[Recorded data]
_ _ _ _ _

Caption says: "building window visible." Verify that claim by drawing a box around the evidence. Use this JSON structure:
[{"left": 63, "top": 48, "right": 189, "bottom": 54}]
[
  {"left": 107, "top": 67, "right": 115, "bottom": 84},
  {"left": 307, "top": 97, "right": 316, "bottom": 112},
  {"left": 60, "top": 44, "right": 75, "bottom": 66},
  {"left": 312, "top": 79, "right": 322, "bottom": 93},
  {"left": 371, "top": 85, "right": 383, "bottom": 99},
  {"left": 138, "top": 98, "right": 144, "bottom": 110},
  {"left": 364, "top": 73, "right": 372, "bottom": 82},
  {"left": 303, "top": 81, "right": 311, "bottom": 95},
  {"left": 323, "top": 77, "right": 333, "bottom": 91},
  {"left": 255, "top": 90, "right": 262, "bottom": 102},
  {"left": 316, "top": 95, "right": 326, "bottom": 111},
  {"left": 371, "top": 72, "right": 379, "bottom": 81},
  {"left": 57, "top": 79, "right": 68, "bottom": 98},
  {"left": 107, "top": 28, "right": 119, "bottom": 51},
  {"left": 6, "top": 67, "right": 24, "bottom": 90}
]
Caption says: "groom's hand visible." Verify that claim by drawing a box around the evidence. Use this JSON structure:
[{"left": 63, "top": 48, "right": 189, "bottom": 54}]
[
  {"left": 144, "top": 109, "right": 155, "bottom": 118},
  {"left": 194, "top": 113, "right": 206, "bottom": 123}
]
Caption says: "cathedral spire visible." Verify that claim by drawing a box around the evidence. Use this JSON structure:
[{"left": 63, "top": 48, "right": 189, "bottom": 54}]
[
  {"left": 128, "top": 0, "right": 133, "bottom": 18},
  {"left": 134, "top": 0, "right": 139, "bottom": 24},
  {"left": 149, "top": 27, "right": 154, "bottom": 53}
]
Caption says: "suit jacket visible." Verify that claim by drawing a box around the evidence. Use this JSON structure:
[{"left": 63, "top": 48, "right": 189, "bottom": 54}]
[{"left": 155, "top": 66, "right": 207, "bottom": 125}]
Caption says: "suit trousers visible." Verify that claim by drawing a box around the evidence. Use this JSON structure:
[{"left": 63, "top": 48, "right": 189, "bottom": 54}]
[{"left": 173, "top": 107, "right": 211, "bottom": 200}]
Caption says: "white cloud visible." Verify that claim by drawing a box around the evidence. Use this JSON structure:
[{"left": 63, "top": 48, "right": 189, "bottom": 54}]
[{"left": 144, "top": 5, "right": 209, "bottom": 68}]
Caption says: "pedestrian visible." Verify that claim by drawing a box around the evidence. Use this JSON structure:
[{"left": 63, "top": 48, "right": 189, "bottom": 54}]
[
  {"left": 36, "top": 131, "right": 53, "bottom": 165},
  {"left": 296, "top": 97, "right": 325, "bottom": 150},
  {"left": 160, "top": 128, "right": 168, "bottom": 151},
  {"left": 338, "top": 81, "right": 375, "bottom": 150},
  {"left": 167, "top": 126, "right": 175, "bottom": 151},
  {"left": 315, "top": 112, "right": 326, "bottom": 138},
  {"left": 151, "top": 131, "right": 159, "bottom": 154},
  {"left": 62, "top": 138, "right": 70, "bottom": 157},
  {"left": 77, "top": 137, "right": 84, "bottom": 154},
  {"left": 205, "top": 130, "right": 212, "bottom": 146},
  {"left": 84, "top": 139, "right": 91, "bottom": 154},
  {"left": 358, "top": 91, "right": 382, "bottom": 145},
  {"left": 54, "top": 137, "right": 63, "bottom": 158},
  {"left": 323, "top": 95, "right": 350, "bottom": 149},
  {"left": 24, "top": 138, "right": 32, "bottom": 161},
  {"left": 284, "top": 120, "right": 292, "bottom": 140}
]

_ _ _ _ _

- _Brief_
Could you transcribe the records in full, exactly?

- _The result_
Caption says: "building window visible." Verify that claim by drawing a box around the evidence. Use this JSON structure:
[{"left": 63, "top": 48, "right": 189, "bottom": 54}]
[
  {"left": 107, "top": 67, "right": 115, "bottom": 84},
  {"left": 307, "top": 97, "right": 316, "bottom": 112},
  {"left": 60, "top": 44, "right": 75, "bottom": 66},
  {"left": 312, "top": 79, "right": 322, "bottom": 93},
  {"left": 371, "top": 85, "right": 383, "bottom": 99},
  {"left": 138, "top": 98, "right": 144, "bottom": 110},
  {"left": 364, "top": 73, "right": 372, "bottom": 82},
  {"left": 303, "top": 81, "right": 311, "bottom": 95},
  {"left": 323, "top": 77, "right": 333, "bottom": 91},
  {"left": 255, "top": 90, "right": 262, "bottom": 102},
  {"left": 316, "top": 95, "right": 326, "bottom": 111},
  {"left": 371, "top": 72, "right": 379, "bottom": 81},
  {"left": 57, "top": 79, "right": 68, "bottom": 98},
  {"left": 107, "top": 28, "right": 119, "bottom": 51},
  {"left": 6, "top": 67, "right": 24, "bottom": 90}
]
Caption says: "groom's hand visible." Verify that claim by drawing a box around the evidence. Use this JSON structure:
[{"left": 63, "top": 48, "right": 189, "bottom": 54}]
[
  {"left": 144, "top": 109, "right": 155, "bottom": 118},
  {"left": 194, "top": 113, "right": 206, "bottom": 123}
]
Caption says: "cathedral spire visible." Verify that claim by drawing a box around the evidence. Use this JSON structure:
[{"left": 63, "top": 48, "right": 189, "bottom": 54}]
[
  {"left": 128, "top": 0, "right": 133, "bottom": 18},
  {"left": 134, "top": 0, "right": 139, "bottom": 24},
  {"left": 149, "top": 27, "right": 154, "bottom": 53}
]
Caption says: "suit jacket visible." Verify that claim by drawing a box around the evidence. Use this JSON structure:
[{"left": 63, "top": 48, "right": 189, "bottom": 54}]
[{"left": 155, "top": 66, "right": 207, "bottom": 125}]
Caption says: "suit trousers visible." Verify that claim by drawing a box around the evidence. Use this JSON structure:
[{"left": 63, "top": 48, "right": 189, "bottom": 54}]
[{"left": 173, "top": 107, "right": 211, "bottom": 200}]
Caption says: "white cloud visible." Verify that claim by drawing a box around the evidence. Use this JSON structure:
[{"left": 63, "top": 48, "right": 189, "bottom": 54}]
[{"left": 144, "top": 5, "right": 209, "bottom": 68}]
Caption says: "pedestrian visible." Verify that claim by drawing a box around the evidence. Use this JSON structure:
[{"left": 63, "top": 48, "right": 189, "bottom": 54}]
[
  {"left": 36, "top": 131, "right": 53, "bottom": 165},
  {"left": 296, "top": 97, "right": 325, "bottom": 150},
  {"left": 160, "top": 128, "right": 168, "bottom": 151},
  {"left": 338, "top": 81, "right": 375, "bottom": 150},
  {"left": 167, "top": 126, "right": 175, "bottom": 151},
  {"left": 315, "top": 112, "right": 326, "bottom": 138},
  {"left": 151, "top": 131, "right": 159, "bottom": 154},
  {"left": 62, "top": 138, "right": 70, "bottom": 157},
  {"left": 77, "top": 137, "right": 84, "bottom": 154},
  {"left": 205, "top": 130, "right": 212, "bottom": 146},
  {"left": 84, "top": 139, "right": 91, "bottom": 154},
  {"left": 358, "top": 91, "right": 382, "bottom": 145},
  {"left": 54, "top": 137, "right": 63, "bottom": 158},
  {"left": 323, "top": 95, "right": 350, "bottom": 149},
  {"left": 24, "top": 138, "right": 32, "bottom": 161},
  {"left": 284, "top": 120, "right": 292, "bottom": 140}
]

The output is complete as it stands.